Problem to solve: Leaving out the pictures, retype all the material exactly.

▼▼▼

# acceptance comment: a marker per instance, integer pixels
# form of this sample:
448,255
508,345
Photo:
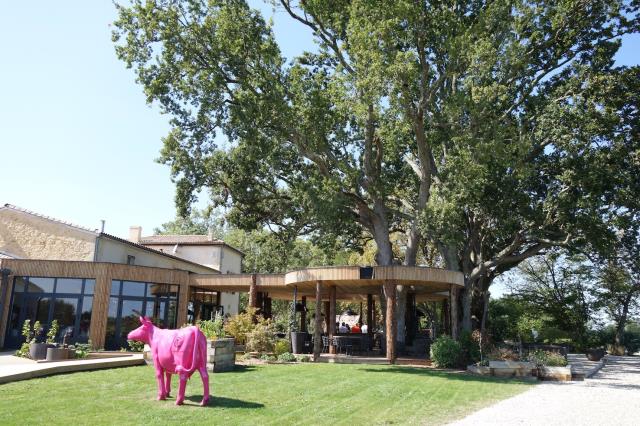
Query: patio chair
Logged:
325,344
343,345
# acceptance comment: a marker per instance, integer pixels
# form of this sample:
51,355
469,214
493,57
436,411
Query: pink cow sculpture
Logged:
179,352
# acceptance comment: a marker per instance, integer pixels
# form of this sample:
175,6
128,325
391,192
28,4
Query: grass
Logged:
267,394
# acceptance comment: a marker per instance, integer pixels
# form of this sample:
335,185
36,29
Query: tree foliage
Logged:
490,131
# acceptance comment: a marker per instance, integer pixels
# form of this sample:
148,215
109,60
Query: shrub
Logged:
135,346
53,332
546,359
503,354
212,329
281,346
82,349
469,348
239,326
287,357
261,338
445,352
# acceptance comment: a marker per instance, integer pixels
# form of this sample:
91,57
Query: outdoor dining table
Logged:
351,342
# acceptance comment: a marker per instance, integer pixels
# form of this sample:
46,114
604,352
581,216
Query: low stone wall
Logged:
511,368
221,355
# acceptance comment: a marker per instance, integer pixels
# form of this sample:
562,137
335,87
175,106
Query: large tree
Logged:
470,127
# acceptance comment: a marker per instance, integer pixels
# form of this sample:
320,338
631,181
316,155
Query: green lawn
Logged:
270,394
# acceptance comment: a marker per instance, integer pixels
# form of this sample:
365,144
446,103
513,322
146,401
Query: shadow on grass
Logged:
222,402
452,375
241,369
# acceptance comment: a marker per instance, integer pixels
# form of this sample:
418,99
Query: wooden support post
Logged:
326,310
446,325
267,306
253,292
373,315
303,314
369,314
332,318
317,336
453,309
392,323
260,303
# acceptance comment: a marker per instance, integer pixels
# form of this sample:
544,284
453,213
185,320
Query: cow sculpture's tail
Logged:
181,369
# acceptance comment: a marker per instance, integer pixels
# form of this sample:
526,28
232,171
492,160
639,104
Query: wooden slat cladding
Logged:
311,275
103,273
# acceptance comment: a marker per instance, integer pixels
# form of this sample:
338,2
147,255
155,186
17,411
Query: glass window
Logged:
69,285
41,285
110,341
20,284
85,319
133,288
64,310
155,290
172,318
15,327
173,291
37,309
115,288
156,309
89,286
129,320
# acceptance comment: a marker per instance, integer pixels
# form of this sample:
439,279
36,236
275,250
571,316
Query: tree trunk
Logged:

▲▲▲

Written answer:
# acceptance comment: a marker per instance, integer pixels
# form of this sample:
448,255
508,345
Photo:
Query: patio chair
Logged:
325,344
343,345
# acceptance comment: a marker per instance, integer pixels
# form of this sample:
51,355
469,214
493,57
436,411
Query: pink cow sculpture
Logged:
179,352
# acceptance comment: a marker per instance, integer pixels
# form of this sample:
175,6
128,325
391,192
28,4
Query: grass
Logged:
267,394
# acceptance comment: a marker per instance, integer pixels
# form of this sample:
335,185
36,29
Query: tree foliage
Logged:
490,131
# acceptance comment: a marker per instance, integer pixels
# form of this sample:
148,215
109,60
Query: shrub
Logged:
135,346
53,332
546,359
503,354
212,329
281,346
82,349
469,348
239,326
287,357
261,338
445,352
# acceptance comment: a marker per instance, integer pixels
# form of this sample:
91,57
Query: outdoor dining table
Logged:
351,342
# acceptance comment: a marker per instance, integer pixels
# form of this sample:
46,114
604,352
581,216
Query: low stone wall
Logged:
511,368
221,355
# acceptance comment: a marker per instance, integer pixels
# form of this sample:
562,137
335,87
175,106
Query: large tree
Logged:
470,127
# acceptance comment: a marker per instance, integer pixels
# form of this sample:
320,338
631,181
316,155
Query: green lawn
Logged:
270,394
# acceptance comment: a marker per instance, integer pixels
# form of this sample:
365,144
446,103
513,322
146,401
Query: shadow on grass
Logged:
222,402
452,375
241,369
# acceptance comment: a marker per instance, integer pixels
# form of this sample:
418,99
Query: wooden support post
Logged:
326,310
446,325
267,306
253,292
373,315
303,314
369,314
332,318
317,336
453,309
392,323
260,303
# acceptance comment: a marker per instance, integer pixels
# form of this sample:
544,284
453,213
185,320
Query: cow sculpture's tail
Logged:
181,369
# acceptance comment: a marker per instance, integer pixels
# form of this sample:
526,28
232,171
492,160
639,104
Query: wooden slat cladding
Logged:
311,275
103,273
# acceptance comment: a marker per instance, integer pixels
# form of this sample:
338,2
147,255
155,186
17,411
Query: glass window
Logged:
69,285
41,285
110,341
20,284
85,319
133,288
64,310
155,290
172,318
15,327
173,291
37,309
115,288
156,309
89,286
129,320
# acceptance comment: a marker per instance, integer pixels
# form of this sample:
439,279
36,236
275,250
571,316
Query: tree trunk
Logged:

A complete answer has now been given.